▶ [DOCUMENT EXCERPT]

****************

I actually really like that
Brandon is genuinely hilarious on these last 2 episodes. The charlatan comment was pretty funny in this one.
It's funny listening to their idea of a sort of (as they put it) "post literacy society" because Brandon kiiinndda already came up with the idea for it in Mistborn. Feruchemist's have the ability to store memories inside their metalminds, but only they themselves can tap into their own metalminds. Sazed even mentions quite a few times how he has to "tell" others what he has learned so they can hold the information as well and continue to pass it on (verbally). I know they can also share written things and store it that way (like what Sazed did with Alendi's book) but you could easily remove that and have everyone only be able to verbally share what they've stored away. I think it's pretty funny he's talking about an idea he's already done 😂
The DS9 excursion makes me more likely to try actually listening to the Audible downloads I have of some of Dan's books.
Piers Anthony did a futuristic book where most of the population did not know how to read (Steppe). A supercomputer AI pretty much ran things, and people would often learn about things by watching educational cartoons.
"I don't like spoilers"
...this from the guy who spoiled Sauron for everyone
I was listening to this out loud, and I almost spoiled the secret of Christmas for my kids. Hahahaha
Here's the idea: All of a sudden, people snap and cant read: All over the world. That means you can see a stop sign, but you can't quite remember what it means, it's like a lost memory, you know it meant something, just no exactly what. After decades and decades of no reading, many things go wrong, but society adjusts to this new reality. Signs have been torn down and books were burned. At first, because there was no use to them, but, eventually, they became a reminder of an old universe, words became a trauma inducing sight. Eventually, reading and writing, as well as owning books and stuff, became highly illegal. It's a part of oral tradition, after all... Things change in meaning once they're passed down through generations. Now, writing is seen as this occultist activity, those symbols are part of devilish ancient cults. Words are not only illegal, they are morally unnacceptable and religiously reprehensible.

****************

▶ [EXERCISE GOAL]
Can you write the next part of the listener comments, picking up after the last one shown? The material that follows has no connection to the listener comments.

****************

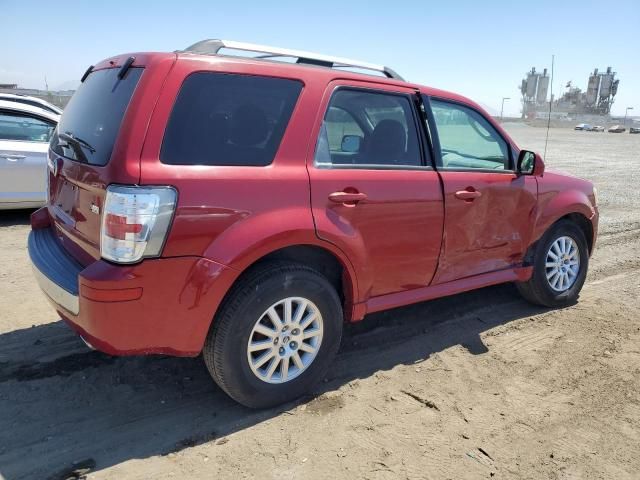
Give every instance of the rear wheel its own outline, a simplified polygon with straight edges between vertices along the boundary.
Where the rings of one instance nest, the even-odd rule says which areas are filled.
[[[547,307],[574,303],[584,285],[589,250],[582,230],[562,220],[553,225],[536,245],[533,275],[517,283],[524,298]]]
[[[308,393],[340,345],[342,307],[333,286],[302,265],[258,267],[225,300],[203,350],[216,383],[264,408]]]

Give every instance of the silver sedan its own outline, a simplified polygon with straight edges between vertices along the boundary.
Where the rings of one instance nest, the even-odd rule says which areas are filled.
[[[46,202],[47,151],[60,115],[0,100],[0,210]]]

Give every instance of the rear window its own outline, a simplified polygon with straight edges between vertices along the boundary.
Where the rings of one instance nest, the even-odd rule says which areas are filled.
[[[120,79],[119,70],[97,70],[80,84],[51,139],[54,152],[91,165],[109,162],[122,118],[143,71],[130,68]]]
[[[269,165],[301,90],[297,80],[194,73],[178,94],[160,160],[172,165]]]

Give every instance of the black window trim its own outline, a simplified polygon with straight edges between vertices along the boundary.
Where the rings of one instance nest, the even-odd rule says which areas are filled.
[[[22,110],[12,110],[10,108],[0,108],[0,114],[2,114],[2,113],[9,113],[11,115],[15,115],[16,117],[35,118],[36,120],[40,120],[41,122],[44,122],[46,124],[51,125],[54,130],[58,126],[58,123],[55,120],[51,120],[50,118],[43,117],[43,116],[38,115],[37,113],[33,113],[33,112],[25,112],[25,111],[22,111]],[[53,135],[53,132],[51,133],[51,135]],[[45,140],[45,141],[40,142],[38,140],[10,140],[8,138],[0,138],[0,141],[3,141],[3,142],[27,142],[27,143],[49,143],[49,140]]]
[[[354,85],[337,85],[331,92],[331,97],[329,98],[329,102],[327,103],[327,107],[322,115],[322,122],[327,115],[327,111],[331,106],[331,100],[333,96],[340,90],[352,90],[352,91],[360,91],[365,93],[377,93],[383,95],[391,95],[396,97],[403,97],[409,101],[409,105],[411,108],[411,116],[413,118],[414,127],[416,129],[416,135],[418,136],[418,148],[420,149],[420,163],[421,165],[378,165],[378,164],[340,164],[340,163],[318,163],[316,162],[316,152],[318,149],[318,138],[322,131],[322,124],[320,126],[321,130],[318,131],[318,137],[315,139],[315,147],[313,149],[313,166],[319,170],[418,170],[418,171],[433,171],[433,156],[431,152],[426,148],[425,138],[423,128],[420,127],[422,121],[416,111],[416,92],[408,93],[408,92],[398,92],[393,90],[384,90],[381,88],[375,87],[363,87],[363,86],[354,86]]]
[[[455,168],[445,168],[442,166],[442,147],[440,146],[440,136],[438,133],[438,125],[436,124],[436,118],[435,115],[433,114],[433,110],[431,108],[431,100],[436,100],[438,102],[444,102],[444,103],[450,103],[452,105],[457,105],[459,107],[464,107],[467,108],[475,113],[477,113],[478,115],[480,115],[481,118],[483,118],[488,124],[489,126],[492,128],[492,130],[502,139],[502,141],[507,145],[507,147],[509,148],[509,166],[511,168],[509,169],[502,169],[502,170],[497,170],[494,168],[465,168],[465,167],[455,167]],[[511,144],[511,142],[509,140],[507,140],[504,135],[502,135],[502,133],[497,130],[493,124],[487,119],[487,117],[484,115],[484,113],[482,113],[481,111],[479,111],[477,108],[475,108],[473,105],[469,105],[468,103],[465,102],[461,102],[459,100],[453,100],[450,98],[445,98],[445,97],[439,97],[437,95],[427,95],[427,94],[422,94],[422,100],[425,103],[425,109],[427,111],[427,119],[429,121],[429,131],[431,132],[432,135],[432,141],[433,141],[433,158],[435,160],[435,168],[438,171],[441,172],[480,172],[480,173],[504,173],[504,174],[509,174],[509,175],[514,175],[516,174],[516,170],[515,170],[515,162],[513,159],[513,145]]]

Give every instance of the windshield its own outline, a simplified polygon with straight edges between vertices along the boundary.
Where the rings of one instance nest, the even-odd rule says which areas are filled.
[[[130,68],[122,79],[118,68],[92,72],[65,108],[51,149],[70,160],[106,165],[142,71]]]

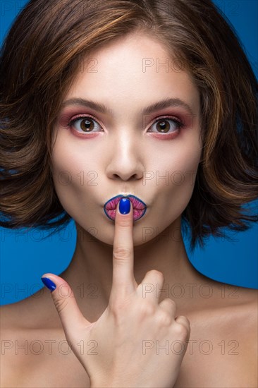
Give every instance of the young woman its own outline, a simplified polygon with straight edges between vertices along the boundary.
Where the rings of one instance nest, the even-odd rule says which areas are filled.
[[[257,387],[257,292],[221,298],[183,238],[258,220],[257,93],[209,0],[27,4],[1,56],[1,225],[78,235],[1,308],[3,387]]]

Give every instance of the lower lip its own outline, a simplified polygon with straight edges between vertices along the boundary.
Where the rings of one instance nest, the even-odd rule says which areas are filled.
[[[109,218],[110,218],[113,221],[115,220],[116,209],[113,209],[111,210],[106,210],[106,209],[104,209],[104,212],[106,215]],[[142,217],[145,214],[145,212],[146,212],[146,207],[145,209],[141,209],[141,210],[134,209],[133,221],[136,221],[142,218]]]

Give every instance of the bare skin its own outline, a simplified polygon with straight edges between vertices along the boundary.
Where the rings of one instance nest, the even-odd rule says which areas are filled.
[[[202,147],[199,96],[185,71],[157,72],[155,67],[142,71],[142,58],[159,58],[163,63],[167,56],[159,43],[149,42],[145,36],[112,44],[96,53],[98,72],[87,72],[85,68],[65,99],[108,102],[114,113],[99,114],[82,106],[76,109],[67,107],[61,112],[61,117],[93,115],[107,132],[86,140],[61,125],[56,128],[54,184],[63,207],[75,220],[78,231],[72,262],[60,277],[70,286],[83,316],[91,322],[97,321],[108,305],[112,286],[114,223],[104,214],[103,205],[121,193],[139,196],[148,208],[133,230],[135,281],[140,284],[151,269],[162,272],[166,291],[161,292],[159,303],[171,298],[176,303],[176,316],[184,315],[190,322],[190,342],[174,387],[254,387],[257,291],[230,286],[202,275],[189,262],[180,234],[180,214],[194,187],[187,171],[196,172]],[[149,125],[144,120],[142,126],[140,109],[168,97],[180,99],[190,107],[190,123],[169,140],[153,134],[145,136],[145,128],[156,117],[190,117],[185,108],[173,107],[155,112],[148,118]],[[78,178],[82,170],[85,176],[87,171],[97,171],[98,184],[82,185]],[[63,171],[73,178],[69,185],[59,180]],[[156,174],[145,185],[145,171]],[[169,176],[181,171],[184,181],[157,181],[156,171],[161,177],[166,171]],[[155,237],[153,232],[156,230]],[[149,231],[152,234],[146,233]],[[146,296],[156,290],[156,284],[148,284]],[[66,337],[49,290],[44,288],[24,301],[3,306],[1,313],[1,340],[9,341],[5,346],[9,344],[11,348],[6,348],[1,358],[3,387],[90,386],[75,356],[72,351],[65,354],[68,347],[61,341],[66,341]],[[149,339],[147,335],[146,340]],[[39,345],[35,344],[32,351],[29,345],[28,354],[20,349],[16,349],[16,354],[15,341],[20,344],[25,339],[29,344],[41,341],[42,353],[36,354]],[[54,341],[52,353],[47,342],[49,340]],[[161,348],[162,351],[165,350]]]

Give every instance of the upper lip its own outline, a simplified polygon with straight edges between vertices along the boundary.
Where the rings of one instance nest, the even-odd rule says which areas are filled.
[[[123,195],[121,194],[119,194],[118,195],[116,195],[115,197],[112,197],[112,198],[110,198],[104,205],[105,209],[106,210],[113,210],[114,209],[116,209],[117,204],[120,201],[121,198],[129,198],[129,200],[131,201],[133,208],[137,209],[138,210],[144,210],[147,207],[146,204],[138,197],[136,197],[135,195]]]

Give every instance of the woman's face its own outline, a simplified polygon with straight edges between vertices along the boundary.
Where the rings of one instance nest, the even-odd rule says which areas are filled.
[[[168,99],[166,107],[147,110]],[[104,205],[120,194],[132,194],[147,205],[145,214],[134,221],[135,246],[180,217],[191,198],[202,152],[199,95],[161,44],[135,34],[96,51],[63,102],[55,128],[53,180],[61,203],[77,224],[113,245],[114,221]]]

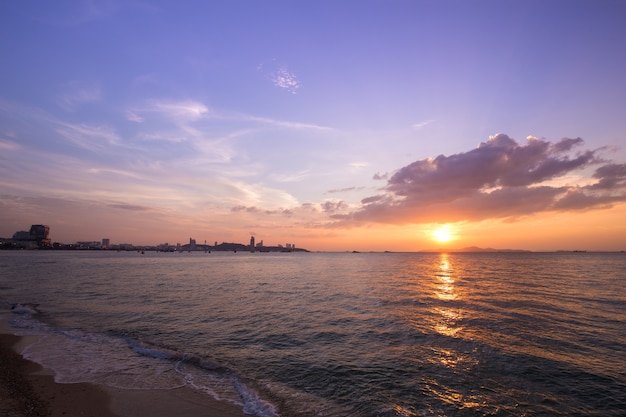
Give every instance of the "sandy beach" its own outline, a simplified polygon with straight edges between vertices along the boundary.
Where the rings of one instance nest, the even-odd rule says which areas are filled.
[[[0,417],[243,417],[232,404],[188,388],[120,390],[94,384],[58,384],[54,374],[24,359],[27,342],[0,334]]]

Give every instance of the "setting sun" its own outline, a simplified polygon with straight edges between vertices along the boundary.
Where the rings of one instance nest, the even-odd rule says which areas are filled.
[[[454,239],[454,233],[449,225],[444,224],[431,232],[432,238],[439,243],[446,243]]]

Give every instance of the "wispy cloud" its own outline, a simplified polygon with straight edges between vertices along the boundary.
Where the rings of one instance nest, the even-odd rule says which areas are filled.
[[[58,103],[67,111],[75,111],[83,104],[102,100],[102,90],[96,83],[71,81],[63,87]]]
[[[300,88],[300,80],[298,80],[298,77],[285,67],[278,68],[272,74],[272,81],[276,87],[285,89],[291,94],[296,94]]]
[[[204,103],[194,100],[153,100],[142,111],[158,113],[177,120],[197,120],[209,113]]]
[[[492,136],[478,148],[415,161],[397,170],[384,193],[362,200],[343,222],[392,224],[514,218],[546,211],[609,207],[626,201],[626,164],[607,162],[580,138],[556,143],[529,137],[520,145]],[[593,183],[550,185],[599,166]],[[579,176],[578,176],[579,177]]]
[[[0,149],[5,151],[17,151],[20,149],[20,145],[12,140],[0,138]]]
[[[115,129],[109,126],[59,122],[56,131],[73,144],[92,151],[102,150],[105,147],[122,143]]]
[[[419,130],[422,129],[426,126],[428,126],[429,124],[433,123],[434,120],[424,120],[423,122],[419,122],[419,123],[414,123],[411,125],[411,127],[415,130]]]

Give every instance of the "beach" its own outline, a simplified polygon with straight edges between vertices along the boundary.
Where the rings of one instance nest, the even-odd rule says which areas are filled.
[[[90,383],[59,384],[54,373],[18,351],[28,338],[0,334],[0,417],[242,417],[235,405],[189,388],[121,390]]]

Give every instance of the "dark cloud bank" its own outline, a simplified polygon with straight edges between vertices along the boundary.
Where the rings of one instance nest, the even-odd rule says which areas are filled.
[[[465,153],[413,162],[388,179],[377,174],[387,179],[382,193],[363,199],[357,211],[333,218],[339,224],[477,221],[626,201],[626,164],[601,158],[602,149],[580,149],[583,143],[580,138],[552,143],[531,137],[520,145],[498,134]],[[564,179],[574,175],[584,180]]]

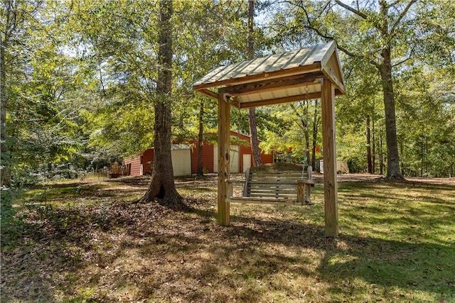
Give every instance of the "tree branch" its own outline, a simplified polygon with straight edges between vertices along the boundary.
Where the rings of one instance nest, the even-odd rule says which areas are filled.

****************

▶ [TASK RESULT]
The main character visits his (now dead) grandma's house with his parents, they just wanted to show the big house where they lived. Searching in the basement for toys and things to fiddle with, he finds and old object, something that was lost. No, his grandma was not some cultist trying to decipher the ancient runes of demonic adoration, those books fell under some old chest or something and were never found, so they were never burned. Those were children's books and there was something exciting about them, although the kid knew there was something wrong about what he was doing. He hid them, and constantly kept reading. Whenever he went back to grandma's house, he would deposit his old book and swap it for a new one: A more advanced, more challenging book. It just turns out, whatever snapped and made it impossible to read, went away, and that very smart boy was able to teach himself to read.
Now, where does the story go from here? It could be a story about persecution, about finding books, a secret reader's society... Haven't thought that far.
It could always go the way of Isaac Asimov's short story _The Feeling of Power_ where people discover the ancient and long-lost art of arithmetic.
This is a great idea. Kudos
It didn't go away, it was just a one-time thing.
I won't claim to be a writer, but this is strikingly similar to a novel idea I had a while back. I keep saying I'll actually try writing it one day, but I need some practice if that's ever going to happen.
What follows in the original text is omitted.